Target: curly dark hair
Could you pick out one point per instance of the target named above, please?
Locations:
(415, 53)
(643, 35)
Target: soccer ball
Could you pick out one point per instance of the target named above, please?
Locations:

^^^^^^^^

▶ [Directions]: Please rewrite the records above as a Markdown table with columns Row and Line, giving each line its own numbered row and leaving out blank lines.

▶ [Exercise response]:
| Row | Line |
|---|---|
| 1 | Target: curly dark hair |
| 2 | Could you pick out one point per instance of the target named above, please? |
| 3 | Locations: |
| 4 | (415, 53) |
| 5 | (643, 35) |
| 6 | Target: soccer ball |
| 7 | Could you pick out one point per instance of the target named above, please? |
| 8 | Locations: |